(Position identification records)

= = = =

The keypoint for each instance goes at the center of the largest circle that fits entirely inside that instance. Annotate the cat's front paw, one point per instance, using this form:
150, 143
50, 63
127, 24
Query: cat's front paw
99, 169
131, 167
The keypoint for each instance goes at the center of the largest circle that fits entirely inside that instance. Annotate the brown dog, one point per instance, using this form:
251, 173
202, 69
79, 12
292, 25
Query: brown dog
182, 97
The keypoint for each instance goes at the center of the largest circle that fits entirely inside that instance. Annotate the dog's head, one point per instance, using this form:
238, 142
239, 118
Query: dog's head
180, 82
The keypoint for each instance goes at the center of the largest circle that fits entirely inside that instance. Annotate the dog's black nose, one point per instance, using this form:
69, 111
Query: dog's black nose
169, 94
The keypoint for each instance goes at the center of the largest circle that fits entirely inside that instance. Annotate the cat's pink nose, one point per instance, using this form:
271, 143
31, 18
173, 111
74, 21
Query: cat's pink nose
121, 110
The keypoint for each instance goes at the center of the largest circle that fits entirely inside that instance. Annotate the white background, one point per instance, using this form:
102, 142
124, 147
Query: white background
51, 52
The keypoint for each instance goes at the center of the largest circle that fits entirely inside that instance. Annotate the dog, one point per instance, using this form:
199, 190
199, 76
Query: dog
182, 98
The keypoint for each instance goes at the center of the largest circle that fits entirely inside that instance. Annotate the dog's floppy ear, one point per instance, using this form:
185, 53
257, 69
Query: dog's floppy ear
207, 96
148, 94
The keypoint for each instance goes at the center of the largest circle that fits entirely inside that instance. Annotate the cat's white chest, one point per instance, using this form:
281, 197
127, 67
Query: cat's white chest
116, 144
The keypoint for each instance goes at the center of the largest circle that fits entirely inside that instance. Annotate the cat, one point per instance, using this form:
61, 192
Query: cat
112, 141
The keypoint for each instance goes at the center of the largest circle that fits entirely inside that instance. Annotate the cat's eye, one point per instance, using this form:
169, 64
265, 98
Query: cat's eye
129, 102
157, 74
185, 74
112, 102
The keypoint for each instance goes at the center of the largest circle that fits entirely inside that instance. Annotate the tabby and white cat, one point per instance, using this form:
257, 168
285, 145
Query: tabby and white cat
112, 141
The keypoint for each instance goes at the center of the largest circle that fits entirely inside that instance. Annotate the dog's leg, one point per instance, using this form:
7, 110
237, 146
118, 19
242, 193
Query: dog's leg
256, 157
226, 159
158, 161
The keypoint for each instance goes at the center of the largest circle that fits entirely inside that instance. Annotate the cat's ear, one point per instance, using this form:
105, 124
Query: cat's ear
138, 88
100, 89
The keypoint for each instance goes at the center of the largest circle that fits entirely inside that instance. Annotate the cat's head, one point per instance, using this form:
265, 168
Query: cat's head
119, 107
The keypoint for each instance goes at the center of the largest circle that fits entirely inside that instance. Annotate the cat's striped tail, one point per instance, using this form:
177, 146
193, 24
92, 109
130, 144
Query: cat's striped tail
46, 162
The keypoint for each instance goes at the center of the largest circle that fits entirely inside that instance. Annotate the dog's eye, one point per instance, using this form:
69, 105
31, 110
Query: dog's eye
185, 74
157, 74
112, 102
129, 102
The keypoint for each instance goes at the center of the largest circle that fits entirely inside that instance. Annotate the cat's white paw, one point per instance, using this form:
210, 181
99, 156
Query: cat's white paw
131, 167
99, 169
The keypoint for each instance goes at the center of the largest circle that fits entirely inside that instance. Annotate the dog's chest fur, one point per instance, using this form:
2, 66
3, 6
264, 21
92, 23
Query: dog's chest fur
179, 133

= = = =

Task to complete |
Extract all of the data exactly as written.

Output of the task |
The keypoint for each instance goes at the center of the largest circle that fits entirely inside that instance. Annotate the cat's front paw, one point per instance, using this form:
150, 143
50, 63
127, 24
Query: cat's front paw
99, 169
131, 167
The keypoint for each instance goes at the center of the largest circle that fits entirely inside that instance. Annotate the brown dog, one point per instance, using this form:
251, 173
202, 69
79, 12
292, 25
Query: brown dog
182, 97
The keypoint for each instance goes at the center of the largest circle that fits entirely inside that instance. Annotate the dog's head, one point per instance, using this form:
238, 142
239, 118
Query: dog's head
180, 82
The keypoint for each instance goes at the center of the largest circle that fits entirely inside that instance. Annotate the dog's black nose, one point per instance, using this form:
69, 111
Query: dog's black nose
169, 94
The keypoint for each instance goes at the center of the largest circle that fits entirely inside that instance. Annotate the cat's pink nose, one point per instance, using this form:
271, 143
31, 18
173, 111
74, 21
Query: cat's pink nose
121, 110
The keypoint for each instance goes at the center of the largest circle that fits entirely inside that instance. Annotate the white background, one point per instance, using this form:
102, 142
124, 147
Query: white background
51, 52
The keypoint for each instance goes at the center of the largest circle that fits entirely inside that instance. Annotate the dog, one point per instance, using this form:
199, 190
199, 76
Query: dog
182, 98
The keypoint for each instance goes at the center of the largest circle that fits entirely inside that instance. Annotate the dog's floppy ear, one point per instance, using this form:
185, 53
257, 69
Query: dog's floppy ear
207, 96
148, 94
The keypoint for each instance goes at the center of the largest circle that fits entirely inside that instance. Annotate the cat's white chest, one point per instance, using this form:
281, 197
127, 67
Query: cat's white chest
116, 144
The keypoint for each instance goes at the center of the largest circle that fits entirely inside that instance. Annotate the cat, one point per instance, using this form:
61, 192
Query: cat
112, 141
The keypoint for each instance goes at the center of the largest circle that fits entirely inside that instance. Annotate the cat's eye, one point per instance, using this form:
169, 64
265, 98
Query: cat's eye
129, 102
157, 74
185, 74
112, 102
The keypoint for each instance goes at the center of the largest circle that fits entirely inside that instance. Annotate the tabby and white cat, one point per instance, using this form:
257, 168
285, 145
Query: tabby and white cat
112, 141
The keypoint for each instance goes at the center of the largest circle that fits entirely inside that instance. Annotate the dog's leg, one point per instance, using this form:
7, 110
237, 146
118, 19
242, 193
Query: dog's leg
256, 157
226, 159
158, 161
The keypoint for each instance goes at the center of the largest circle that fits entirely inside that instance. Annotate the cat's ear, one point per instance, using this form:
105, 124
Query: cat's ear
138, 88
100, 89
The keypoint for each instance goes at the center of the largest circle that fits entirely inside that instance. Annotate the cat's head, one point per instance, using this form:
265, 168
Query: cat's head
119, 107
The keypoint for each instance goes at the center of the largest circle that fits entirely inside that instance. Annotate the cat's striped tail, one point per instance, using this form:
177, 146
193, 24
92, 109
130, 144
Query: cat's striped tail
46, 162
The keypoint for each instance goes at the center of the largest circle that fits entirely inside that instance. Annotate the dog's eye, one point per instance, using this form:
69, 105
31, 110
Query: dog's eye
185, 74
157, 74
112, 102
129, 102
The keypoint for each instance goes at the center of the largest circle that fits entirely inside that instance. Annotate the cat's white paw, one point per instance, using this form:
210, 181
99, 156
Query: cat's white paw
131, 167
99, 169
The keypoint for each instance goes at the center of the largest circle that fits entirely inside that instance. Annotate the dog's chest fur, one point per instance, using this form:
2, 66
3, 6
264, 21
92, 23
Query: dog's chest fur
179, 133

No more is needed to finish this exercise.